▶ **STATED PROBLEM**
Can the data below be set down again exactly, line for line?
### RECORDS
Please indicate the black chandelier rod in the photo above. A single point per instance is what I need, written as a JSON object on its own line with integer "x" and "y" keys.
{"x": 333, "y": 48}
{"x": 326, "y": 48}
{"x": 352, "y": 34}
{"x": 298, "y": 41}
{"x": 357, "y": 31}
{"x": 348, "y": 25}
######
▶ **WRITTEN REPLY**
Please indicate the black chandelier rod in the photo above. A single point per instance is what I need, written as a JSON object on its own line with integer "x" and "y" keys.
{"x": 333, "y": 48}
{"x": 326, "y": 48}
{"x": 352, "y": 34}
{"x": 298, "y": 41}
{"x": 357, "y": 31}
{"x": 348, "y": 25}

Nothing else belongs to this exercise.